- Task to complete -
Pick out every line of the items below that contains the word "woman", matching case exactly, and copy each of those lines.

- Collected data -
^^^^^^^^^^^^^^^^
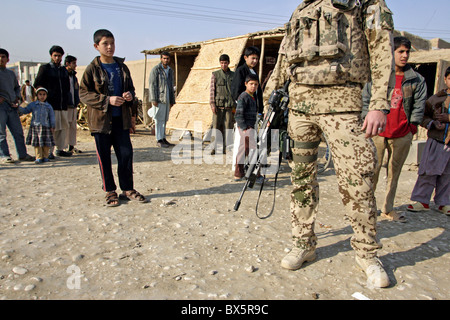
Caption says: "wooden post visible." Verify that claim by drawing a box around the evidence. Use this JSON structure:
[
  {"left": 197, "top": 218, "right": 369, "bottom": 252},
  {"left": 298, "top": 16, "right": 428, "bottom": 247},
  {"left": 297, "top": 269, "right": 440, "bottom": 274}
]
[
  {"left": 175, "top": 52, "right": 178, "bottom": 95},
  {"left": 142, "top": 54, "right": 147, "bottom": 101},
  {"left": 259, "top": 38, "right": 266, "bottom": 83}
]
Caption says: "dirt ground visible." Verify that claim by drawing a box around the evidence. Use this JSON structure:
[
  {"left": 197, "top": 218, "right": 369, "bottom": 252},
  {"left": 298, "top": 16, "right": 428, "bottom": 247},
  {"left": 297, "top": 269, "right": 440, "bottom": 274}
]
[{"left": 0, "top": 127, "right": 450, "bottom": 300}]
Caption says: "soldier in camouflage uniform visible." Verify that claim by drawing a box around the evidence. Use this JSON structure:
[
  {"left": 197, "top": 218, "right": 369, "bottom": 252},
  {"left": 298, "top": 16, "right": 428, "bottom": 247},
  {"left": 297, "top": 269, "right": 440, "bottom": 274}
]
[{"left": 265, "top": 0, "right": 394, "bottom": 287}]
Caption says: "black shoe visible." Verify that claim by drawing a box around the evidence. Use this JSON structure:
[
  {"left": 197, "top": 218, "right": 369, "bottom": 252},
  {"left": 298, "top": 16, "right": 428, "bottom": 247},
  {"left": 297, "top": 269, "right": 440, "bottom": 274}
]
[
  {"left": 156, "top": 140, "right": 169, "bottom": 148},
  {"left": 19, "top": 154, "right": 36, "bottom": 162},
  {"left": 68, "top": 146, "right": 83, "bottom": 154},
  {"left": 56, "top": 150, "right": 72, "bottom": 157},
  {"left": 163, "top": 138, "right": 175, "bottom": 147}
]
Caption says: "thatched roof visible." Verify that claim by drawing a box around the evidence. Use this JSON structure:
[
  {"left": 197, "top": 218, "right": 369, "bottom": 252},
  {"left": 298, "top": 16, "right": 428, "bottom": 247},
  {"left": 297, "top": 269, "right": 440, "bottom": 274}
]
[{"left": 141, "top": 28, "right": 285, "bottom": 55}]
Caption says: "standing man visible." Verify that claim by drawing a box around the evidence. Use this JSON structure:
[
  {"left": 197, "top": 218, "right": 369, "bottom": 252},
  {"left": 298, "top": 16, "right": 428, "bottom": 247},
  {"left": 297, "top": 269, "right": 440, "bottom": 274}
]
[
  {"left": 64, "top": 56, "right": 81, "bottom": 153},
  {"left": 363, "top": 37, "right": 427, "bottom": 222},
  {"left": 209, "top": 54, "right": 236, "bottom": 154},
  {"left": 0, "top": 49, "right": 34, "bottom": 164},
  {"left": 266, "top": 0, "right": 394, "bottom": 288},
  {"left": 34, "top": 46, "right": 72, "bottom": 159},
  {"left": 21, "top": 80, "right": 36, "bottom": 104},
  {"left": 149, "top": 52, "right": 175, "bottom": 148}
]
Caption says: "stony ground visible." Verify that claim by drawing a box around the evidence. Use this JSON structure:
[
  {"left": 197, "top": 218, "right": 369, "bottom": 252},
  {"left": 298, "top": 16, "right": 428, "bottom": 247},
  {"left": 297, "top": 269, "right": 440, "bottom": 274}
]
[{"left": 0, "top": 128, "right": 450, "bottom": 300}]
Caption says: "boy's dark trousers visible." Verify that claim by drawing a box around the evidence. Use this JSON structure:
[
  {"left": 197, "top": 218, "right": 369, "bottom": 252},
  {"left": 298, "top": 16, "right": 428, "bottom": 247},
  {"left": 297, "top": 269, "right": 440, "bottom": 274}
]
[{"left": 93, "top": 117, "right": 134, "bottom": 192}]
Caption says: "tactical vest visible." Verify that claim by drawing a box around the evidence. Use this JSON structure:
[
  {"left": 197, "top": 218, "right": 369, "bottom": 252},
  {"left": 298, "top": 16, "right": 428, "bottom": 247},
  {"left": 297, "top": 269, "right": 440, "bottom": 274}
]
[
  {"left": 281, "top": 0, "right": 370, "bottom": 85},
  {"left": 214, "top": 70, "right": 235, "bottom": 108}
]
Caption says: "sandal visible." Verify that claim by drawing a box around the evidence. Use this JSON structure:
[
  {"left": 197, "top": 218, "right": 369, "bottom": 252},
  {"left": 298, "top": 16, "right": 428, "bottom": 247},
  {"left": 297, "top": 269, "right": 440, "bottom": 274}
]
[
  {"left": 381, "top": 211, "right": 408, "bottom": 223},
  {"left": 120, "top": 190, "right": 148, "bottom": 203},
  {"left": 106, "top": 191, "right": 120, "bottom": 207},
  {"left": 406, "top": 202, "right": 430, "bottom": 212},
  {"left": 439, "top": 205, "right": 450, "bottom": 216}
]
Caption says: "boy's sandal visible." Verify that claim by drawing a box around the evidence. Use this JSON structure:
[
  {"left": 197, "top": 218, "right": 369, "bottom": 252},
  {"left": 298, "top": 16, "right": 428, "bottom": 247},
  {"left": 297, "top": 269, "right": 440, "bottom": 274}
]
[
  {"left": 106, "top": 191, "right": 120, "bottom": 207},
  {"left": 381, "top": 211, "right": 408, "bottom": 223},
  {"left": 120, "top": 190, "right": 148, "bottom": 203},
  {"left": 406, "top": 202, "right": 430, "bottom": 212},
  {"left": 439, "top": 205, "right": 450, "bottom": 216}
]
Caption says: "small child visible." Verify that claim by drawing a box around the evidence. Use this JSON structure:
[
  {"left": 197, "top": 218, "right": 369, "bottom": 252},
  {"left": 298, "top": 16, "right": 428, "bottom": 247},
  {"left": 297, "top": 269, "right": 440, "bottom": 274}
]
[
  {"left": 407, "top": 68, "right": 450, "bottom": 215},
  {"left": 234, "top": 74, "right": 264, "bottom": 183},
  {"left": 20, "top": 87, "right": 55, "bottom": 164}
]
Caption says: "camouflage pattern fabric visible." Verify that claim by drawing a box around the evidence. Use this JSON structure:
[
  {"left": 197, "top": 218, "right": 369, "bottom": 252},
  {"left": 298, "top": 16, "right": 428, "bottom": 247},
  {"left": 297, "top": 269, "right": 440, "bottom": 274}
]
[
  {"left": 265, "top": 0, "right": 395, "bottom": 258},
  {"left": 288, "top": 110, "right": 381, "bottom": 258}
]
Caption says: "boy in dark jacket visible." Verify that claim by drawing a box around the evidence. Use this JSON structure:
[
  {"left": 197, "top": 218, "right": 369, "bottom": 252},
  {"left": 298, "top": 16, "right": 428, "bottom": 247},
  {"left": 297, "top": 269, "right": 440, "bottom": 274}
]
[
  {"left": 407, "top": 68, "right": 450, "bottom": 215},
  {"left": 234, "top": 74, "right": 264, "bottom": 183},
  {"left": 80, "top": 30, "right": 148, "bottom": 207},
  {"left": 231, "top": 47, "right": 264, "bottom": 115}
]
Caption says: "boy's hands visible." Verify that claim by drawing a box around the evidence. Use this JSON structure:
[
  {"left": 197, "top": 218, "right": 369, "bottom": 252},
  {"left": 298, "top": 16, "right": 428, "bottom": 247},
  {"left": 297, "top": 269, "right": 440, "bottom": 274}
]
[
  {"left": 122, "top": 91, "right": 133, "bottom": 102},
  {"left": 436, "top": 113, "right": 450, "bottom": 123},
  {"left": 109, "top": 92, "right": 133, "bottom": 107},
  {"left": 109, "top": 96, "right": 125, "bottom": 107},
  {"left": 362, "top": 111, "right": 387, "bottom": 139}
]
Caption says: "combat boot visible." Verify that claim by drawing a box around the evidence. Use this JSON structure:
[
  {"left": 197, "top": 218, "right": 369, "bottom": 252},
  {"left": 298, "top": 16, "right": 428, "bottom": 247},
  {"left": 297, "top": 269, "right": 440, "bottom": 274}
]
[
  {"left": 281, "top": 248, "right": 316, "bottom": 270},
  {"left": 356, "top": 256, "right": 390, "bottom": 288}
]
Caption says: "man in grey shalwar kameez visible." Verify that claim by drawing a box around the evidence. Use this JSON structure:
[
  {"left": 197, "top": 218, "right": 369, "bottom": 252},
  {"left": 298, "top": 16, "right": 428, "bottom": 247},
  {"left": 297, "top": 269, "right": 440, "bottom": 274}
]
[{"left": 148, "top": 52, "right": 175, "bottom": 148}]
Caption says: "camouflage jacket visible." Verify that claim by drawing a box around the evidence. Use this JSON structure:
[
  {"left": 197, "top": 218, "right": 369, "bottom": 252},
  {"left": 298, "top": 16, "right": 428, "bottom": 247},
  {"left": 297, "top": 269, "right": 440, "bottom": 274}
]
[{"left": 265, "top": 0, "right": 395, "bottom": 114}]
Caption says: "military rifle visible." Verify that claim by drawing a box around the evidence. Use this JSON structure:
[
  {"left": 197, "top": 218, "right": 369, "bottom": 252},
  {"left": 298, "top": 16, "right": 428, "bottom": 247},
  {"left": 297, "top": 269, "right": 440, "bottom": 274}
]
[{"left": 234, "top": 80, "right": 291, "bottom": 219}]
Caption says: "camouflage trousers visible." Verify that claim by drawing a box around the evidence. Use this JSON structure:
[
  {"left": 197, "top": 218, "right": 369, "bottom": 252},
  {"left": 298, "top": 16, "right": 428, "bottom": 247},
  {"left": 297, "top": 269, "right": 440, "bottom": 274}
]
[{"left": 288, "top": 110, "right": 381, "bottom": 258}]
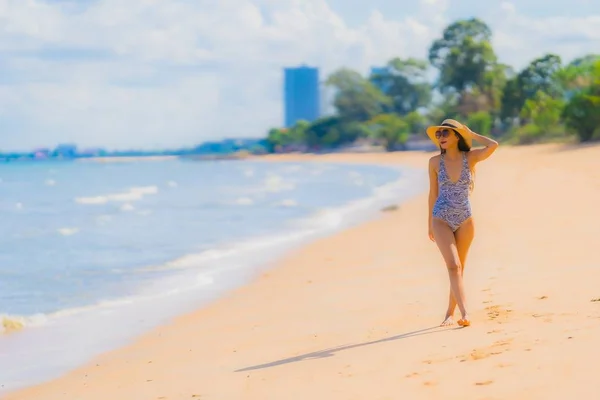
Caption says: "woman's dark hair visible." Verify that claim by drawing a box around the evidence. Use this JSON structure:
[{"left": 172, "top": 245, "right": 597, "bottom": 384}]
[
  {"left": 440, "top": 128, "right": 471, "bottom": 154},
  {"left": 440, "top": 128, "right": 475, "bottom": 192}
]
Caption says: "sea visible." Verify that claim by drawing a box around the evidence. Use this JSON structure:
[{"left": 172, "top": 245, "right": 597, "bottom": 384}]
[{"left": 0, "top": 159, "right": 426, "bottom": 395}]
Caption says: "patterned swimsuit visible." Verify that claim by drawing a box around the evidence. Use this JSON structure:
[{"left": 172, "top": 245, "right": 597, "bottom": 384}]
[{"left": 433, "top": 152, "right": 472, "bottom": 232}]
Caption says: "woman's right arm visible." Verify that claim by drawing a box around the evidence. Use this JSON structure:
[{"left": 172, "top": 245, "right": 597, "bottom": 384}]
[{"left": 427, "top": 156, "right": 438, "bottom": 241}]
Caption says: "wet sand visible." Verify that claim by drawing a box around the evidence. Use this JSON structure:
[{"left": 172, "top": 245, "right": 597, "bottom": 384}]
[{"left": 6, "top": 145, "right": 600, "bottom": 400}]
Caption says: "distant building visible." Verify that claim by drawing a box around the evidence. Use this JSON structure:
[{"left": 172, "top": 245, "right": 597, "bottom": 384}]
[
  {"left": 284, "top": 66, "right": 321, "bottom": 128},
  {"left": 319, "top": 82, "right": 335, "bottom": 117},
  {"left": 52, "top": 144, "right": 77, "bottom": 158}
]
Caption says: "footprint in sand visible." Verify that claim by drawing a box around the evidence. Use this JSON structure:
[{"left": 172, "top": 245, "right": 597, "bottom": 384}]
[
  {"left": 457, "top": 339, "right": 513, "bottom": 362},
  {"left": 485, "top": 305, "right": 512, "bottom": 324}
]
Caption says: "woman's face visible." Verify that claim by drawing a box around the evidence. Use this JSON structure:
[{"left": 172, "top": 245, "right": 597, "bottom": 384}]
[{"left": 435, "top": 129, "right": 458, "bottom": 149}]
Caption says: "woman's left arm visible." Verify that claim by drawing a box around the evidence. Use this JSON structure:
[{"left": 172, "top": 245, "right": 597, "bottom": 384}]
^^^^^^^^^^^^^^^^
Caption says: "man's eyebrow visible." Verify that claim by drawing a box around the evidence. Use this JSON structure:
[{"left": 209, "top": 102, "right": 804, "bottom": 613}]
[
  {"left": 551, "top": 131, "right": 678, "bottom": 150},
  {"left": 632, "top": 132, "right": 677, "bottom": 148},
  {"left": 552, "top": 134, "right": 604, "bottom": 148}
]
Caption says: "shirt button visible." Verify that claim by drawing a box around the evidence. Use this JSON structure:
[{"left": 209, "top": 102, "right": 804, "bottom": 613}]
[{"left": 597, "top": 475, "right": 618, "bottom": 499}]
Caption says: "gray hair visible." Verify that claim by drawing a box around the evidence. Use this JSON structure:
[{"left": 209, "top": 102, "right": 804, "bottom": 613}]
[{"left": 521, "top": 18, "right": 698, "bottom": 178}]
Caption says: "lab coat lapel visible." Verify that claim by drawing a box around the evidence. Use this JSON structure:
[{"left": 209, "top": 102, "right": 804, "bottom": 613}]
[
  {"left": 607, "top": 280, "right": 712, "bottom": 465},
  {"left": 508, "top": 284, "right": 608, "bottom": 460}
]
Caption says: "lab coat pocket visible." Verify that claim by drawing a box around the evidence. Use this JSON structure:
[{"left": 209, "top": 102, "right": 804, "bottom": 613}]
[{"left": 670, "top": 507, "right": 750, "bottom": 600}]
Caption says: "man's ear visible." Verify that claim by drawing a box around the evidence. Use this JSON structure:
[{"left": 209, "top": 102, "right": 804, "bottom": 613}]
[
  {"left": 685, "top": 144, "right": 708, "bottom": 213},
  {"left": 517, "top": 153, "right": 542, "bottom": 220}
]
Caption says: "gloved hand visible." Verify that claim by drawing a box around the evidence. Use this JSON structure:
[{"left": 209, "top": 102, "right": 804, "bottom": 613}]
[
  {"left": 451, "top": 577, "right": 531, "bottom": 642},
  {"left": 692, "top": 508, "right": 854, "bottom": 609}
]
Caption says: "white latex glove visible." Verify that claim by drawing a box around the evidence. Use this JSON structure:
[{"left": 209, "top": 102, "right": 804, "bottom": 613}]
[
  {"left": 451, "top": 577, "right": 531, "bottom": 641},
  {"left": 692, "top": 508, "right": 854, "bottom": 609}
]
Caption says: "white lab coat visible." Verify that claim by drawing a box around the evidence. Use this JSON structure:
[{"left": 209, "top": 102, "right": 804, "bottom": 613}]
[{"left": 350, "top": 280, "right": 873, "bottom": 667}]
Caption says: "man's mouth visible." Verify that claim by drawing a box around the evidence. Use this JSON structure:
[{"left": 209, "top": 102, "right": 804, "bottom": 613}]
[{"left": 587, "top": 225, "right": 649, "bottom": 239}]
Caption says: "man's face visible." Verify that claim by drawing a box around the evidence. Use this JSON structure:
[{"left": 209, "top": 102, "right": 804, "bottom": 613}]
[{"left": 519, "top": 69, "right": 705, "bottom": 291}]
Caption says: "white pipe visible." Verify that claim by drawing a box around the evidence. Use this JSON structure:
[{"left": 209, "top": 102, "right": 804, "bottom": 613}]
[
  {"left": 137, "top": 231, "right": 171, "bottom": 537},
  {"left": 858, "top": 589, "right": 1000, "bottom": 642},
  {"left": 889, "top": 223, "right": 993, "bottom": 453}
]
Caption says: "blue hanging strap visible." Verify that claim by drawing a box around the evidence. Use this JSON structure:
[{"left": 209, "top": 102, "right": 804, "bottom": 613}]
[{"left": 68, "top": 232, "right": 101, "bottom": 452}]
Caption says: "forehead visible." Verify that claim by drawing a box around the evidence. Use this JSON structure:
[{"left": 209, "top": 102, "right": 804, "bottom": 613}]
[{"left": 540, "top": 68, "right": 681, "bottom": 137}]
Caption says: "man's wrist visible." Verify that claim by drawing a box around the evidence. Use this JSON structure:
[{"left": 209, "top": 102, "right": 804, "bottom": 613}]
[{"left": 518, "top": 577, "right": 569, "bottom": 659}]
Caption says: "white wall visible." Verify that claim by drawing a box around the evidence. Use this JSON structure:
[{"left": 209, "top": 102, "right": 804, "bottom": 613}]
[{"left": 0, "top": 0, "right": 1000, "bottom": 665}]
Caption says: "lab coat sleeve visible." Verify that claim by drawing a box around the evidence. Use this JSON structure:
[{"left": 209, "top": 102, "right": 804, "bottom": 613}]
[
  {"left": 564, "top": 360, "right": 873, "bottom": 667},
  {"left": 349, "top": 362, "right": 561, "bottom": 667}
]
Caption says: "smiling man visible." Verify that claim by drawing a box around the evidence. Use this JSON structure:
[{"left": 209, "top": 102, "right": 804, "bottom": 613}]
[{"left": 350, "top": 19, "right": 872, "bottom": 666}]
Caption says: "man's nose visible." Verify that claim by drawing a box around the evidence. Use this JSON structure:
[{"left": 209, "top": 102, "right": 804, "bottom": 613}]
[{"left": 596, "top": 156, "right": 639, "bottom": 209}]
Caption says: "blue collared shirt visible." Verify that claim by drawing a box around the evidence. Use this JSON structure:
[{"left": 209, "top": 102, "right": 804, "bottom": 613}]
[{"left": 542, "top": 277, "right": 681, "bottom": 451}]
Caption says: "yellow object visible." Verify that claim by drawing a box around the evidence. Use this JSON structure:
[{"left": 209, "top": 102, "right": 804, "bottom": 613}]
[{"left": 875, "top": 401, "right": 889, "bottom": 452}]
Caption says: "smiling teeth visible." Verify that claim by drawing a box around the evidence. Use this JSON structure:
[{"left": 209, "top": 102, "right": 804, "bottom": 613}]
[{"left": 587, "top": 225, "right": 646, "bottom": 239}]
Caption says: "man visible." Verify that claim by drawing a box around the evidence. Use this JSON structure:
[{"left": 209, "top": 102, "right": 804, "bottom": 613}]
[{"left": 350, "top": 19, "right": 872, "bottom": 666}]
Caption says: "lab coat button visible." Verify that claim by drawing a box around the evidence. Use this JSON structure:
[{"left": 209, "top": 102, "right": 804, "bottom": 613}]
^^^^^^^^^^^^^^^^
- Worked solution -
Caption says: "woman's dark hair visible." Verify that claim by drawing a box around the evidence. Use this JSON structure:
Caption says: "woman's right arm visible." Verify that claim by drawing a box around the evidence. Use this JSON structure:
Caption says: "woman's face visible." Verify that claim by drawing a box around the evidence. Use this JSON structure:
Caption says: "woman's left arm visible." Verify that claim by drawing a box around the evidence. Use this JSON structure:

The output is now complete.